• [Directive]: From the line that includes "Q: For every instance of the red steel" to the last line of the data, quote each line precisely; both boundary lines belong in the answer.

• [Records provided]:
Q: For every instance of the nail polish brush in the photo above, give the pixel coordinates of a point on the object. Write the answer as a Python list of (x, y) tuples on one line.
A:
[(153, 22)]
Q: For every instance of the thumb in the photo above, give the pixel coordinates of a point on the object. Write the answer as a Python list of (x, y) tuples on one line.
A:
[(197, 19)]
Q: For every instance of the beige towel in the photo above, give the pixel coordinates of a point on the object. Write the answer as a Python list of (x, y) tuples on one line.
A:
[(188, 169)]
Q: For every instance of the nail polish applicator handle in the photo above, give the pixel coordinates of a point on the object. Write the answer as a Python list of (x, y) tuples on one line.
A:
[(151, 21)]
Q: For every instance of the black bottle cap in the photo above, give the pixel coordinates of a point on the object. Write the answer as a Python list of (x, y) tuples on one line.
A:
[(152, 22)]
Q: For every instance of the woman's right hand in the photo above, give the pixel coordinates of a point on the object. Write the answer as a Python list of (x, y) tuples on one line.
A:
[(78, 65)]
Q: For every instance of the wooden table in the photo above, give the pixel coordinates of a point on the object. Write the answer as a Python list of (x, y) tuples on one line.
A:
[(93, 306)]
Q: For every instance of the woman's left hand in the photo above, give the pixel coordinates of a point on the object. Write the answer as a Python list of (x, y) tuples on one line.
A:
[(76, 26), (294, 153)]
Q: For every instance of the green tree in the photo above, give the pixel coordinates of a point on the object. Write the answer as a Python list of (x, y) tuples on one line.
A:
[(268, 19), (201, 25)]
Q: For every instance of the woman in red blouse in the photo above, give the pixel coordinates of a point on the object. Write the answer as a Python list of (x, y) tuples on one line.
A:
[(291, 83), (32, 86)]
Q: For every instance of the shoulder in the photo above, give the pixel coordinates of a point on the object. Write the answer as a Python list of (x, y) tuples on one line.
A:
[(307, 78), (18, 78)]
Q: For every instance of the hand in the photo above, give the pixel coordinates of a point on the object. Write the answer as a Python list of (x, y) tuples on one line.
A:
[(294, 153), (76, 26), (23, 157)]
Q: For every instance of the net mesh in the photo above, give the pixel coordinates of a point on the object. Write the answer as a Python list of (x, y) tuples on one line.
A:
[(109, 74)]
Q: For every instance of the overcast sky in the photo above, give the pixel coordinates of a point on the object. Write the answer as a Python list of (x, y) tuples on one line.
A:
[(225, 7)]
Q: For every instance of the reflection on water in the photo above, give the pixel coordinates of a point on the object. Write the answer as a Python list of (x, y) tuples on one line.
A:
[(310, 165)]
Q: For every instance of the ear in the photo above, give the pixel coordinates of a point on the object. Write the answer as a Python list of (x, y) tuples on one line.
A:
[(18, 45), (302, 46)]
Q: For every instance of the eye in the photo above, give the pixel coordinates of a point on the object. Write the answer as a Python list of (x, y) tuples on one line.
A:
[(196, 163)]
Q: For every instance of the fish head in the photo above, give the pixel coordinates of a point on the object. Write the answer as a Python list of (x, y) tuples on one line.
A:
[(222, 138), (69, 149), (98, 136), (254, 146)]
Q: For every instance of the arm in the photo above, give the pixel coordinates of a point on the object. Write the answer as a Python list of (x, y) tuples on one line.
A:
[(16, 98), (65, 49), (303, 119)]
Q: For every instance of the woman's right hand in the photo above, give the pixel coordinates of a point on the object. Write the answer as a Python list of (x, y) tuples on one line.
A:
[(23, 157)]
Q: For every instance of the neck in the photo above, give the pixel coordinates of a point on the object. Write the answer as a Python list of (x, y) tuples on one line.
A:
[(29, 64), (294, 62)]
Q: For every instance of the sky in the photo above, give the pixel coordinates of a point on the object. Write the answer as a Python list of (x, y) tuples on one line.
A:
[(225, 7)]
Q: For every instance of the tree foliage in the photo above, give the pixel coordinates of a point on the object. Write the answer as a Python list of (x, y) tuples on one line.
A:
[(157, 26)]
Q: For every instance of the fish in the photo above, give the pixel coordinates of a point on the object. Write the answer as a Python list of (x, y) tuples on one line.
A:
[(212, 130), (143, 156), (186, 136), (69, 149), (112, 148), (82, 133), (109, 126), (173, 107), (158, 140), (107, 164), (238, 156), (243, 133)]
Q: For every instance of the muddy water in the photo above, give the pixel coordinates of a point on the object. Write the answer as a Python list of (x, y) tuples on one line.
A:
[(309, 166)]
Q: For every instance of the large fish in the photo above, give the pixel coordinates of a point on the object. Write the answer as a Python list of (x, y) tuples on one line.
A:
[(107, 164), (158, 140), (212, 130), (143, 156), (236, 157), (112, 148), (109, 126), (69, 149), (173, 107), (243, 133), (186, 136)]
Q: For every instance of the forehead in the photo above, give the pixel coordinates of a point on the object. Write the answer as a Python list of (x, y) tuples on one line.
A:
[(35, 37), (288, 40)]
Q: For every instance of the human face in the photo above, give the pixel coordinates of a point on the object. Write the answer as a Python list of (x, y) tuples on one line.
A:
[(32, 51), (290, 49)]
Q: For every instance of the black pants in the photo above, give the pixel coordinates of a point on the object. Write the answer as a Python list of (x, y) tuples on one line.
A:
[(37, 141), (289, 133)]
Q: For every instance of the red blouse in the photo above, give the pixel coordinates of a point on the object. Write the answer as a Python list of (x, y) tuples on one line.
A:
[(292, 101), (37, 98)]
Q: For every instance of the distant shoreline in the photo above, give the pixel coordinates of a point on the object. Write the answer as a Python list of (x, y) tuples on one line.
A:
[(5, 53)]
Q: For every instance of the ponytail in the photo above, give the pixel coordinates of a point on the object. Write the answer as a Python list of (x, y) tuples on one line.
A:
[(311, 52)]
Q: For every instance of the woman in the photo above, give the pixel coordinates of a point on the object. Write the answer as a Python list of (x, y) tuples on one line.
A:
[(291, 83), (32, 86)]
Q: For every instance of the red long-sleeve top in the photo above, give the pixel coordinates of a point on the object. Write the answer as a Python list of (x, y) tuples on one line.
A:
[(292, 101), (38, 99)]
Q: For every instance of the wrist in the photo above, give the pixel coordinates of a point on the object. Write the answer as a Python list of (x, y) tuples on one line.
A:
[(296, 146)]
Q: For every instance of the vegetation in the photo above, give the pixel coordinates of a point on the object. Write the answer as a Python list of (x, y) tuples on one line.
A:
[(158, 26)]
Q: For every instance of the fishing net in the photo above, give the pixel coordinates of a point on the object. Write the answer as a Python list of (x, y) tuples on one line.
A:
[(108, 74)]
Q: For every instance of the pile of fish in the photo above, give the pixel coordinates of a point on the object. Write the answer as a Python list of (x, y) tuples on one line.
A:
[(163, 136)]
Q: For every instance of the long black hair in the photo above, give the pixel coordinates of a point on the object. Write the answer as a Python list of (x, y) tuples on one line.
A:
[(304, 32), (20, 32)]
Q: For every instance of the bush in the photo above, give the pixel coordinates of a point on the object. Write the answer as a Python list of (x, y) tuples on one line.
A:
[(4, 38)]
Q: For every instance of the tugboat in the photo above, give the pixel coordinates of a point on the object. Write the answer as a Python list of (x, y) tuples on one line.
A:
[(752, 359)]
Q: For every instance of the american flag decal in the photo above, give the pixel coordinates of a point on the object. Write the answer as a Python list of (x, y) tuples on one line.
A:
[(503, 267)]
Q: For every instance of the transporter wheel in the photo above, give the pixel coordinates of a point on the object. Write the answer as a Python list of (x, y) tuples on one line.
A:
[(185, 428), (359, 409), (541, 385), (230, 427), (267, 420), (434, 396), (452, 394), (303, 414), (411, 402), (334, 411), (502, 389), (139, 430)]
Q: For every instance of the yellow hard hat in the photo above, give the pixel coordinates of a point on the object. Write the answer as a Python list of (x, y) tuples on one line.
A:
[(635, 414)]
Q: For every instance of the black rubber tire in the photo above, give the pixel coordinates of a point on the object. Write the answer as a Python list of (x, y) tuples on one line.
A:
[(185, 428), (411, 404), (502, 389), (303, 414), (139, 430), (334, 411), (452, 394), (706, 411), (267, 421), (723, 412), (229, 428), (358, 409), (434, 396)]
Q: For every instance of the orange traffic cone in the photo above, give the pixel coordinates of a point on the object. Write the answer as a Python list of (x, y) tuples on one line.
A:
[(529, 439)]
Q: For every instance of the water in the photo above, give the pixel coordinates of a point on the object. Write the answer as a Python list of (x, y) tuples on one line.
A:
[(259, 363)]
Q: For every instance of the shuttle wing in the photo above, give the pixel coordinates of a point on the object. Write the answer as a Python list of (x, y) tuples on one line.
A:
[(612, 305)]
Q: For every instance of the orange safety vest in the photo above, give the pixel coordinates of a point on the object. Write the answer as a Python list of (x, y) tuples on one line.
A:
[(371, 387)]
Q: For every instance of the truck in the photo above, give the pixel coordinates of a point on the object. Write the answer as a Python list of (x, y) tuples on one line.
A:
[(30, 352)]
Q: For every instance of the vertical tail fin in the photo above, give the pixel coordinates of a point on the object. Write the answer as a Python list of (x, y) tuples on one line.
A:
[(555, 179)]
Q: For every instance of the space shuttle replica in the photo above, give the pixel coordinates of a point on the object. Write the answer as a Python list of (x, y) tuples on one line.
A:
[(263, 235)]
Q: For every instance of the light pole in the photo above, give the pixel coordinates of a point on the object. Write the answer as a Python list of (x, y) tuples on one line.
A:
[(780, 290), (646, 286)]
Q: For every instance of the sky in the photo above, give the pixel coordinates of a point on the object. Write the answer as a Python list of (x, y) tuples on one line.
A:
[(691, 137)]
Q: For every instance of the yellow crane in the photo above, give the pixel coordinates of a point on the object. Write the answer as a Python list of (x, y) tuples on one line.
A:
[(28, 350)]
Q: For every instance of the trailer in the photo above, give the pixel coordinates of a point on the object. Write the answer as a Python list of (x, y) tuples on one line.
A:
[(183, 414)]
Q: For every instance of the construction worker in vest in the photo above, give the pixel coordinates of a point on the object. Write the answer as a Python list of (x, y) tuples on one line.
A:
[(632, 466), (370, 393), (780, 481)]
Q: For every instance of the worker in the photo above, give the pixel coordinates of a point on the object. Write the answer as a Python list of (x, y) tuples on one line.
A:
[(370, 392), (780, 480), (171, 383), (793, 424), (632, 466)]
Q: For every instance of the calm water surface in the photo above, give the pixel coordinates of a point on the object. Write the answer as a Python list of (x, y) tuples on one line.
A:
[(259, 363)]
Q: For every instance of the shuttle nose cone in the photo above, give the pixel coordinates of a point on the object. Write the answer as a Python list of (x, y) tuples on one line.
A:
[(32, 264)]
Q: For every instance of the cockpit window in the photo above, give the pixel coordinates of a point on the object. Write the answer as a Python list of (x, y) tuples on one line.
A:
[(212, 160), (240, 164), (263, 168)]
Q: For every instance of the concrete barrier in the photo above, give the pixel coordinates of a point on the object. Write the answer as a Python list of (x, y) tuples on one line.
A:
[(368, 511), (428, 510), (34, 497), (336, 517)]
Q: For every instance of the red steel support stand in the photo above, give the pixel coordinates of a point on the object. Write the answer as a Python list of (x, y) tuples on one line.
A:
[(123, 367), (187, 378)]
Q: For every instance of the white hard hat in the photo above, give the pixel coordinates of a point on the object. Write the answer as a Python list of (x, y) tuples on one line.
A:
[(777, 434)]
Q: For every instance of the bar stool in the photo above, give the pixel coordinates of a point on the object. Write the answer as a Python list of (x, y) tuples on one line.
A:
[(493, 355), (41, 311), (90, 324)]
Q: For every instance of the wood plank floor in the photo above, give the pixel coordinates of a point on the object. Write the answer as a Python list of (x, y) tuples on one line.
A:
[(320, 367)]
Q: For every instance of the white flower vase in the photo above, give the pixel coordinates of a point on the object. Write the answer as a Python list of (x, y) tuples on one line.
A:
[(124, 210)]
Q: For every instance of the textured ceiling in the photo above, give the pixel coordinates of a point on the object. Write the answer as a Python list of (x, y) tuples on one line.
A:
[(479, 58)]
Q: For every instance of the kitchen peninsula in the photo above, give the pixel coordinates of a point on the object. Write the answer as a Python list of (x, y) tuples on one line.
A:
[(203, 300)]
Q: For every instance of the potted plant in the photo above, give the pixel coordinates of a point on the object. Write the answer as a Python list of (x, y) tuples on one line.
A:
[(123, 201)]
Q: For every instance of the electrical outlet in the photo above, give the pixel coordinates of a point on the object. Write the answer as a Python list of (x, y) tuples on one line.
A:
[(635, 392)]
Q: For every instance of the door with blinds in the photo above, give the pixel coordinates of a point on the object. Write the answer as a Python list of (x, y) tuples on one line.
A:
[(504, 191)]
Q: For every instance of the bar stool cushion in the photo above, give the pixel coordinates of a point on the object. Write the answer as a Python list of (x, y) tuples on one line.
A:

• [Finished task]:
Q: For every instance of the red steel support stand in the photo above, give the pixel coordinates of a point on the object. Write the answer as a Python list of (x, y) tuples on one line.
A:
[(123, 367), (187, 378)]
Q: For every instance of the white hard hat in the photo above, give the pixel coordinates of a point on the object. Write the answer as a Python list of (x, y) tuples on one line.
A:
[(777, 434)]
Q: For every instance of the bar stool in the photo above, give the pixel coordinates of a point on the object. Write the answer as a Python list of (x, y) tuples on one line.
A:
[(493, 355), (41, 311), (90, 324)]
Q: For every instance of the wood plank floor in the photo above, give the pixel coordinates of a point on the object. Write the answer as a Python list of (x, y) tuples on one line.
A:
[(320, 367)]
Q: For every instance of the white flower vase in the photo above, give the pixel coordinates of a point on the object. Write the answer as a Python list of (x, y) tuples on one line.
A:
[(124, 210)]
Q: For every instance of the textured ceiling in the photo above, give the pixel coordinates of a point on the object. Write the answer as a Python list of (x, y) tuples on one line.
A:
[(479, 58)]
Q: For every instance of the kitchen peninsula in the photo above, give the pixel coordinates of a point on the object. Write the answer as a Python list of (x, y) tuples on one line.
A:
[(203, 300)]
Q: For every instance of the potted plant in the photo above, give the pixel coordinates of a point on the object. Write the answer as a Python list of (x, y) tuples on one line.
A:
[(123, 201)]
Q: For every instance of the electrical outlet in the photo above, give the pixel coordinates of a point on the object. Write the answer as a Python list of (x, y) tuples on one line.
A:
[(635, 392)]
Q: For every instance of the door with blinds in the photo above, give the pixel coordinates of a point on the object. Write the answer as a Python list of (x, y) tuples on one line.
A:
[(504, 191)]
Q: For every instance of the bar stool cushion in the photo above, give the pixel coordinates of a point on the object. Write the answer as a Python list of (x, y) tuples on one line.
A:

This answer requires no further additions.